Here's one I know absolutely nothing about! It's a fey voiced duet pop psych number with a catchy melody not unlike The Young Idea or Twice as Much. The track's composers Mike Finesilver and Peter Ker wrote a number of pop sike tracks for Love Sculpture and Excelsior Spring, to name a few.

https://youtu.be/_Vc-uSKZIzw













10. THE MOOD OF HAMILTON-"Where Can't There Be More Love" UK Columbia DB 8304 1967

Singer Hamilton King made a career out of cutting r&b records on HMV before moving to EMI's Columbia label and changing his name (temporarily) to The Mood of Hamilton. This '67 single lyrically bears all the trade marks of the Summer of Love's message of peace and brotherly love beneath a churchy organ and some high, choirboy backing vocals. It's just so damned odd that I can't quite describe it's appeal!

https://youtu.be/LsmWqytNNfg

All 45 scans are care of the amazing 45cat.com website.

* WRITTEN TASK 1
Put the listing lines into a Markdown table, starting with the line containing "Please trace the outline of every instance of the oval" and going on through the last line of the listing. Use the columns n and Line, give one row per line, and leave out blank lines.

* RECORDS FOR THE TASK
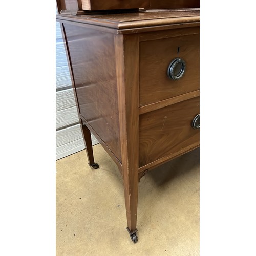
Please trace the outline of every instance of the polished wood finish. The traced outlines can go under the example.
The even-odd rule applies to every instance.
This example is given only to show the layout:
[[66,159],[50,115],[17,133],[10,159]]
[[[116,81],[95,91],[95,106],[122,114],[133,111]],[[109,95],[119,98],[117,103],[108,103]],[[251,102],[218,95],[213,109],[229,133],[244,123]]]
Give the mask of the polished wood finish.
[[138,204],[139,38],[117,35],[115,46],[124,197],[128,228],[133,232]]
[[93,145],[92,143],[92,138],[91,137],[91,132],[88,127],[86,126],[86,123],[83,122],[81,119],[80,124],[82,126],[82,131],[83,134],[83,140],[86,145],[86,153],[87,154],[87,158],[88,159],[89,164],[90,166],[94,164],[94,158],[93,156]]
[[199,145],[191,122],[199,113],[197,97],[140,115],[139,166]]
[[69,24],[65,31],[80,113],[121,162],[114,36]]
[[[184,75],[178,80],[167,75],[176,57],[186,62]],[[140,44],[140,106],[199,89],[199,34]]]
[[125,14],[57,15],[59,22],[114,34],[131,34],[199,26],[199,10],[146,12]]
[[139,108],[139,113],[140,114],[144,114],[150,112],[150,111],[153,111],[153,110],[164,108],[165,106],[169,106],[173,104],[175,104],[176,103],[183,101],[183,100],[186,100],[188,99],[199,96],[200,93],[200,90],[198,90],[197,91],[194,91],[194,92],[191,92],[190,93],[181,94],[176,97],[170,98],[161,101],[158,101],[152,104],[149,104],[148,105],[146,105],[145,106],[141,106]]
[[[199,130],[191,127],[199,113],[199,10],[61,15],[57,20],[89,162],[88,130],[122,174],[131,234],[137,230],[139,179],[199,146]],[[186,61],[186,74],[173,81],[167,68],[177,56]]]

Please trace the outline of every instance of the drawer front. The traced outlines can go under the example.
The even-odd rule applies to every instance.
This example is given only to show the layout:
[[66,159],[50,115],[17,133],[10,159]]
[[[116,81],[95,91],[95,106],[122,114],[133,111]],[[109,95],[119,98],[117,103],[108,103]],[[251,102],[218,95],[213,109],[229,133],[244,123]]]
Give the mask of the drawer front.
[[172,158],[198,146],[199,129],[192,125],[199,111],[197,97],[140,115],[139,166]]
[[[176,58],[184,61],[185,69],[173,80],[167,69]],[[199,34],[141,42],[139,82],[140,106],[199,90]]]

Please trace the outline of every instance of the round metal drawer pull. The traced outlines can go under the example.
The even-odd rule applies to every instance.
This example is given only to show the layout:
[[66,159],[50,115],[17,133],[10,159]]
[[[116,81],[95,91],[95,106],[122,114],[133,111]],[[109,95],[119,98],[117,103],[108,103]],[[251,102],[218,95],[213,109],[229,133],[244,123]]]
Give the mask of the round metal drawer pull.
[[172,60],[168,69],[167,75],[173,80],[178,80],[184,75],[186,69],[186,62],[180,58],[176,58]]
[[199,129],[200,127],[200,120],[199,114],[197,115],[192,121],[192,127],[194,129]]

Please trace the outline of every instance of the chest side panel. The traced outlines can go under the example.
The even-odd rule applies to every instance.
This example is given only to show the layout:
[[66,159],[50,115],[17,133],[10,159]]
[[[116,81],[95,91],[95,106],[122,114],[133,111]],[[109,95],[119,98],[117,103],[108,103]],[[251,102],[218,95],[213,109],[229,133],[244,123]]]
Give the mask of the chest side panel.
[[81,115],[121,161],[114,36],[65,24]]

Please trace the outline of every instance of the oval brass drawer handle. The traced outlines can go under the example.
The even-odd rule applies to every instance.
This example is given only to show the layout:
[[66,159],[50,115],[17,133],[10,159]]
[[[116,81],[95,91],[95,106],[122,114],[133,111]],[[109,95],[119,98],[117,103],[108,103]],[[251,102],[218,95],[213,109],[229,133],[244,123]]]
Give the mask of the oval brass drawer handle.
[[167,70],[167,75],[173,80],[178,80],[184,75],[186,69],[186,62],[180,58],[172,60]]
[[192,127],[194,129],[199,129],[200,127],[200,114],[197,115],[192,121]]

* WRITTEN TASK 2
Answer these questions using the text about the singles:
(a) Which two acts are named as having received tracks from Mike Finesilver and Peter Ker?
(b) On which label did Hamilton King cut r&b records before moving to Columbia?
(c) Which website supplied all the 45 scans?

* FULL SOLUTION 1
| n | Line |
|---|---|
| 1 | Please trace the outline of every instance of the oval brass drawer handle. The traced outlines can go under the example. |
| 2 | The even-odd rule applies to every instance. |
| 3 | This example is given only to show the layout: |
| 4 | [[66,159],[50,115],[17,133],[10,159]] |
| 5 | [[[116,81],[95,91],[95,106],[122,114],[133,111]],[[109,95],[119,98],[117,103],[108,103]],[[251,102],[218,95],[213,109],[229,133],[244,123]]] |
| 6 | Give the mask of the oval brass drawer handle. |
| 7 | [[167,70],[167,75],[173,80],[178,80],[184,75],[186,69],[186,62],[180,58],[172,60]] |
| 8 | [[192,127],[194,129],[199,129],[200,127],[200,114],[197,115],[192,121]] |

* FULL SOLUTION 2
(a) Love Sculpture and Excelsior Spring
(b) HMV
(c) 45cat.com